CHALLENGE » Copy out everything in the records below from the line containing "Warehouse pick-planner input: mark the asphalt" down to the end of the records, keeping each line identical.

MATERIAL »
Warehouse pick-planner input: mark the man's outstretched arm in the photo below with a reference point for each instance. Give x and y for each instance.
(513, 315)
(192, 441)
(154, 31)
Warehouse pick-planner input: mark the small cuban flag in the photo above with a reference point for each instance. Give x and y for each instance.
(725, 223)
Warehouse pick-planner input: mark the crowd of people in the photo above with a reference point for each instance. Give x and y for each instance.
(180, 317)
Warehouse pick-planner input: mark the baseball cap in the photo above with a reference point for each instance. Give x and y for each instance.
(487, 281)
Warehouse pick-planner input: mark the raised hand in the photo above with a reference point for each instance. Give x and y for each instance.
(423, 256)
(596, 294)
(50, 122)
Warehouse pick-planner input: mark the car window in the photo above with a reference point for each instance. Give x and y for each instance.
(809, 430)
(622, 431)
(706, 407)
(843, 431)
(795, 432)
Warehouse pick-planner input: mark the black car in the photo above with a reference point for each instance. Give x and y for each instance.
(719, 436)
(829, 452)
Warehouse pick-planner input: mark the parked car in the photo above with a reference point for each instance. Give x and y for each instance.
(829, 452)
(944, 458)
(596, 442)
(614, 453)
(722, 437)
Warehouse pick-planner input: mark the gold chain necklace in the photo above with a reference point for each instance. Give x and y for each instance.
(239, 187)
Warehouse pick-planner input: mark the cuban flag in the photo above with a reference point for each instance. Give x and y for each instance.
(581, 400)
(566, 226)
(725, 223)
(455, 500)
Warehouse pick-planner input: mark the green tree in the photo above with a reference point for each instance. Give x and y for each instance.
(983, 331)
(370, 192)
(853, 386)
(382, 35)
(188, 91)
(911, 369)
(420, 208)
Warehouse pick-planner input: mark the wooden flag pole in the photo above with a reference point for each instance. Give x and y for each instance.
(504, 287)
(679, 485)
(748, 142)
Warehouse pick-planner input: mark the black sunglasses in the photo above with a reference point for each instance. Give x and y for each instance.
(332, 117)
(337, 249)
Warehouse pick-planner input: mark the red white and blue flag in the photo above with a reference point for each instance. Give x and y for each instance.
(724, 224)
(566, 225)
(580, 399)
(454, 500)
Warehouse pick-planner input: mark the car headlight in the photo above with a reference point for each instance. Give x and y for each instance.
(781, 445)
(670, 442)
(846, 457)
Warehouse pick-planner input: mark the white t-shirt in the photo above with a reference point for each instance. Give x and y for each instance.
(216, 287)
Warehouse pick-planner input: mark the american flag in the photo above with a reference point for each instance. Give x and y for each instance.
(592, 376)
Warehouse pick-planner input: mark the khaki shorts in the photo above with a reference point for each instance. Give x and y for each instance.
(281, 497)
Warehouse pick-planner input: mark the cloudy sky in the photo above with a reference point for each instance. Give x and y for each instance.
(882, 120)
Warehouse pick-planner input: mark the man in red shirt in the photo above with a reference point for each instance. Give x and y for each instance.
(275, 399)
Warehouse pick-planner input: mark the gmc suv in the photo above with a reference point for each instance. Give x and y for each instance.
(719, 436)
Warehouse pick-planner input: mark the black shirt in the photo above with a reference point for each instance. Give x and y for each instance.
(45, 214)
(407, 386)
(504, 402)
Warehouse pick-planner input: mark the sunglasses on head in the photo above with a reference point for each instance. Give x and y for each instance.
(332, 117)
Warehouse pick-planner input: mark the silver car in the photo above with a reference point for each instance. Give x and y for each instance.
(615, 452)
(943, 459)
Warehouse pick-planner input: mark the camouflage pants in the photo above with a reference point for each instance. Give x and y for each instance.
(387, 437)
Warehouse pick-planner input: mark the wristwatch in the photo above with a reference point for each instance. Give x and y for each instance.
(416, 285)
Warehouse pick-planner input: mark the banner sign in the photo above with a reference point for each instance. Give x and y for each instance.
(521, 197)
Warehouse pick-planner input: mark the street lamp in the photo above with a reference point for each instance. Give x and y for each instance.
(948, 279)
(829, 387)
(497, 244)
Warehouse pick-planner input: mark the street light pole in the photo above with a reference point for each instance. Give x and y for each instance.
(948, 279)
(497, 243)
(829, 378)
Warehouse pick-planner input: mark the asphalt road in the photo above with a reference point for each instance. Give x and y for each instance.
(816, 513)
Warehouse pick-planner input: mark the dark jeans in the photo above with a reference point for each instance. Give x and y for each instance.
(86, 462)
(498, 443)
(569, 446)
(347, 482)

RESULT »
Warehouse pick-planner input: mark the asphalt road in the photo above with a reference point for each instance. Give x and y for each instance.
(816, 513)
Warehouse pick-planner input: mark the dark jeans in the photo above with a reference point for each instance. Give x and y for each instance.
(86, 462)
(498, 443)
(569, 446)
(347, 482)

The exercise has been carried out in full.